**TASK OBJECTIVE:**
Begin with the first line of the entries below and reproduce each line exactly, ending with the line that holds "indicate the stadium roof, a".
[DATA EXCERPTS Boundary: Start]
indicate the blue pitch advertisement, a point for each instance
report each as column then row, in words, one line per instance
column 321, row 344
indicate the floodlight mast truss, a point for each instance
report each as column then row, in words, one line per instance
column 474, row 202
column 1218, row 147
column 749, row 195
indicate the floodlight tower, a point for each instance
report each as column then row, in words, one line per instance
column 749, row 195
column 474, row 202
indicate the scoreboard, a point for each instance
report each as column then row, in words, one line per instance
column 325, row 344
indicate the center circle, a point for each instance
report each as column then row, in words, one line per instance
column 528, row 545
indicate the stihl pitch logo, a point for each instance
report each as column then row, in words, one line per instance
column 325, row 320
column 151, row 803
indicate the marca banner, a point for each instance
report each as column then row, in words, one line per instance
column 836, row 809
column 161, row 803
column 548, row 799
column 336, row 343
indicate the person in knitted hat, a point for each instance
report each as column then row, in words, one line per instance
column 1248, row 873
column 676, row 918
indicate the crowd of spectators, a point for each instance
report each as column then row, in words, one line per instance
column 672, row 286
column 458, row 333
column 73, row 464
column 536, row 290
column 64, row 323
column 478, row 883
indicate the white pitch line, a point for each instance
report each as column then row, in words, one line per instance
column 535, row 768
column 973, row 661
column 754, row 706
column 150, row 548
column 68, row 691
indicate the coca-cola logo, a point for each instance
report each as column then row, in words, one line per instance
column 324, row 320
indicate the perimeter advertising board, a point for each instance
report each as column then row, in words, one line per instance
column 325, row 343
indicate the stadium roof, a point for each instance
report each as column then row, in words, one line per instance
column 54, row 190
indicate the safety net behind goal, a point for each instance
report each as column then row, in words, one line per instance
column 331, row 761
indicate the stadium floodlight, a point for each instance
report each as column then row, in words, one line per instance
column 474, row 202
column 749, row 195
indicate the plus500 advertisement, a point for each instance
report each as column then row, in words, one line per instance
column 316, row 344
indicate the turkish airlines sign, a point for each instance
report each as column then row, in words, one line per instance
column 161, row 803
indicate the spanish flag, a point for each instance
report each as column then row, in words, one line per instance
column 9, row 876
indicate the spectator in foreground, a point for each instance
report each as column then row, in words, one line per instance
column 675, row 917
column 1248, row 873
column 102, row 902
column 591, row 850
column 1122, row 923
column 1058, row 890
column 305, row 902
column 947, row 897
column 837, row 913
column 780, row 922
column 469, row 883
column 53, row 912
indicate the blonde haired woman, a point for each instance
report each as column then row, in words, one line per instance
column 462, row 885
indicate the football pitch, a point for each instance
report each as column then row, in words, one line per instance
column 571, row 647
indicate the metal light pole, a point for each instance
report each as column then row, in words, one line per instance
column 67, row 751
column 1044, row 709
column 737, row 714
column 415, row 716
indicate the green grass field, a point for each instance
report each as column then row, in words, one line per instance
[DATA EXCERPTS Boundary: End]
**RESPONSE AREA:**
indicate the blue pitch advertisement, a point for each instance
report each as column then row, in words, one line per instance
column 321, row 344
indicate the floodlight mast truss, a point for each instance
report each as column then row, in words, one line per instance
column 474, row 202
column 1218, row 147
column 749, row 195
indicate the floodlight tower, a point for each instance
report each as column then row, in words, one line per instance
column 749, row 195
column 474, row 202
indicate the scoreboard, a point for each instance
report each as column then row, in words, one line per instance
column 325, row 344
indicate the center circle, a point for each instance
report each as column then row, in words, one line per instance
column 528, row 545
indicate the stihl pitch logo, a point for each instance
report each as column then row, in words, one line per instance
column 325, row 320
column 151, row 803
indicate the marca banner, a point for each instance
report each as column then row, in words, one line per instance
column 836, row 809
column 161, row 803
column 548, row 799
column 336, row 343
indicate the person in knitted hat, a point for each instance
report each as column then row, in words, one line per instance
column 1248, row 873
column 676, row 918
indicate the crowd of spectators, a point for each instance
report each as column then row, in words, one line per instance
column 672, row 286
column 458, row 333
column 73, row 464
column 536, row 290
column 64, row 323
column 478, row 883
indicate the white pitch line, a point for each instance
report each as column then row, in words, one line per instance
column 535, row 768
column 973, row 661
column 754, row 706
column 150, row 548
column 68, row 691
indicate the coca-cola logo, a point for each instance
report each as column then row, in words, one line per instance
column 324, row 320
indicate the perimeter advertising board, a point for each instance
report each as column then row, in words, one line per instance
column 325, row 343
indicate the stadium roof, a point for each instance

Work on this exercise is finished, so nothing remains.